(TEKST):

Een vakgenoot (forensisch antropoloog), als forensische expert werkzaam binnen het MH17 onderzoek, heeft met toestemming van het hoofd LTFO begin februari 2015 in een besloten vergadering een presentatie over het identificatieproces gegeven aan ca. 30 leden van de Nederlandse Vereniging van Fysische Antropologie.

Een tandarts, als odontoloog werkzaam binnen het MH17 onderzoek, heeft drie presentaties gegeven over het identificatieproces MH17 aan vakgenoten. Op basis van het intern feitenonderzoek is niet bekend of hier toestemming voor is gevraagd. Het betreft:

  • een presentatie voor het College Adviserend Tandartsen. Dit betrof een besloten groep van 15 odontologen;

  • een presentatie bij Interpol voor odontologen;

  • een presentatie in het kader van een les Forensische Odontologie voor studenten Forensische Geneeskunde, Universitair Medisch Centrum Utrecht.

In het feitenonderzoek heeft het operationeel hoofd LTFO verklaard dat hij meerdere presentaties over het identificatieproces MH17 heeft gegeven, waarvan hij er twee concreet benoemt:

  • een presentatie voor de Veiligheidsregio Twente;

  • een presentatie bij Interpol in Lyon.

Vraag 18

Wie heeft de foto’s van de presentatie van professor Maat aan hem gegeven?

Antwoord 18

De foto’s zijn voor een deel afkomstig van een presentatie van een collega-forensisch expert en voor een ander deel afkomstig van een SD-card die door het LTFO ter beschikking is gesteld aan de heer Maat voor educatieve en identificatie doeleinden.

Dit is niet zorgvuldig uitgevoerd. Dat is de reden dat de politie heeft besloten om formele afspraken te maken over het geven van presentaties en het gebruiken van foto’s van rampen en slachtoffers voor vakgenoten met een leerdoel.

(OPDRACHT 1):
In welke stad gaf het operationeel hoofd LTFO volgens de tekst over het MH17-onderzoek een presentatie bij Interpol?
(OPDRACHT 2):
Kloppen deze beweringen met de tekst over het MH17-onderzoek? Geef per bewering ja of nee, met de woorden uit de tekst die de doorslag geven.
(a) De tandarts gaf drie presentaties over het identificatieproces aan vakgenoten.
(b) Uit het feitenonderzoek blijkt dat de tandarts om toestemming heeft gevraagd.
(c) De politie heeft besloten formele afspraken te maken over het gebruik van foto's.

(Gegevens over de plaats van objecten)
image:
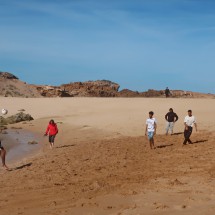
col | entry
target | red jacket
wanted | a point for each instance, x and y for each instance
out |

(RESULTAAT 1):
In Lyon.

(RESULTAAT 2):
(a) Ja: "heeft drie presentaties gegeven over het identificatieproces MH17 aan vakgenoten"
(b) Nee: "Op basis van het intern feitenonderzoek is niet bekend of hier toestemming voor is gevraagd."
(c) Ja: "de politie heeft besloten om formele afspraken te maken over het geven van presentaties en het gebruiken van foto’s van rampen en slachtoffers"